(Natural-language object grounding data)

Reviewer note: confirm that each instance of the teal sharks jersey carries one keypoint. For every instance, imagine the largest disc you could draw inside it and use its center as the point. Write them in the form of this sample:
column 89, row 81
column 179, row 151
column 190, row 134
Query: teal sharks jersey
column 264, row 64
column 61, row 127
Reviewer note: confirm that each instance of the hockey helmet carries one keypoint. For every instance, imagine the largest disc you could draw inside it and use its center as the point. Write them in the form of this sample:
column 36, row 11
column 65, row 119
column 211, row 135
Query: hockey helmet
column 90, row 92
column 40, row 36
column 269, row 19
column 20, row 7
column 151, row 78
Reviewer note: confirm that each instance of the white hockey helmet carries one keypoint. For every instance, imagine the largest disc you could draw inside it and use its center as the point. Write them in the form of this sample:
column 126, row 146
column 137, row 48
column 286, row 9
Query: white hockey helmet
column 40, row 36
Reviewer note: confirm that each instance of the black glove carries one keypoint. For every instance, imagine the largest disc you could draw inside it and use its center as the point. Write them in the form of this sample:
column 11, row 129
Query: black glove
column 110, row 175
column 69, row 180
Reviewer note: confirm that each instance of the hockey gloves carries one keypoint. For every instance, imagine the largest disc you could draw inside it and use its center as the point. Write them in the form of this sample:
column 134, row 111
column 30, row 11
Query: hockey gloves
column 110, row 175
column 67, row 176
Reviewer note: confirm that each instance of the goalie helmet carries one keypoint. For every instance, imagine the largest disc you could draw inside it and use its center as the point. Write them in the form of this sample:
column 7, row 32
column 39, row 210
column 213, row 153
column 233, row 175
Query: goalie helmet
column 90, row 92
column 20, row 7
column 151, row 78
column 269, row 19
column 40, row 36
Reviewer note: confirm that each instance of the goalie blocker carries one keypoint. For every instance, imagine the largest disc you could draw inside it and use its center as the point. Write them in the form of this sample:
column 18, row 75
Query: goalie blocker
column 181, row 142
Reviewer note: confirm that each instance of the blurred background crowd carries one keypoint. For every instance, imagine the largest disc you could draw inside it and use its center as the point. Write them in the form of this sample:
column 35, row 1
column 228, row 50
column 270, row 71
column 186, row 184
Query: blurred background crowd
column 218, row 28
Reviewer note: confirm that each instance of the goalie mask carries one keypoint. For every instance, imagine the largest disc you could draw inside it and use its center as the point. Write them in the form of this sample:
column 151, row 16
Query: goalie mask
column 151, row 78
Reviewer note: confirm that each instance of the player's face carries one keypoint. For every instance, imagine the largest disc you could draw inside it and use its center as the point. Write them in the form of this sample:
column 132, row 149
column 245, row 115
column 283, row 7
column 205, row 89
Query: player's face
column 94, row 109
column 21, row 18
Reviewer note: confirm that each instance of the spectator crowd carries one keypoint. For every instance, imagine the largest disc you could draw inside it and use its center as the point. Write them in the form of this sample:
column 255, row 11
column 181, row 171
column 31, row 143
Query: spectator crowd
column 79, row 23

TASK DIRECTIONS ▸ Nothing beyond the lines from the start of the entries through the line with "column 233, row 175" should appear. Repeat those lines exactly, both ends included.

EXERCISE SOLUTION ▸
Reviewer note: confirm that each instance of the teal sharks jersey carries one keypoint. For every instance, imagine the largest disc you could draw inside it and use its center as the point. Write them in the form of this sample:
column 89, row 81
column 179, row 151
column 190, row 134
Query: teal sharks jersey
column 264, row 64
column 61, row 127
Reviewer note: confirm that each instance of the hockey helmet carries one keypoint. For every instance, imagine the largest disc you could draw inside it and use its center as the point. Write them in the form of this sample:
column 36, row 11
column 65, row 119
column 211, row 135
Query: hockey helmet
column 90, row 92
column 40, row 36
column 269, row 19
column 20, row 7
column 151, row 78
Reviewer note: confirm that each instance of the white hockey helmet carries one keypoint. For every instance, imagine the largest disc you could draw inside it and use its center as the point. Write them in the form of this sample:
column 126, row 146
column 137, row 48
column 286, row 9
Query: white hockey helmet
column 40, row 36
Reviewer note: confirm that each instance of the black glove carries one keypoint. For every instance, imagine the largest disc you could draw inside it and use its center as the point. Write them in the form of this sample:
column 11, row 129
Query: black glove
column 110, row 175
column 69, row 180
Reviewer note: confirm that each instance of the hockey gloves carries one keypoint. For every instance, imagine the largest disc you could draw inside it and use its center as the point. Write them in the form of this sample:
column 134, row 111
column 30, row 11
Query: hockey gloves
column 110, row 175
column 67, row 176
Reviewer note: confirm that each instance of the goalie helmet carries one keypoint. For every instance, imagine the largest disc you could draw inside it and use its center as the point. Write them in the form of this sample:
column 7, row 32
column 39, row 210
column 213, row 153
column 233, row 175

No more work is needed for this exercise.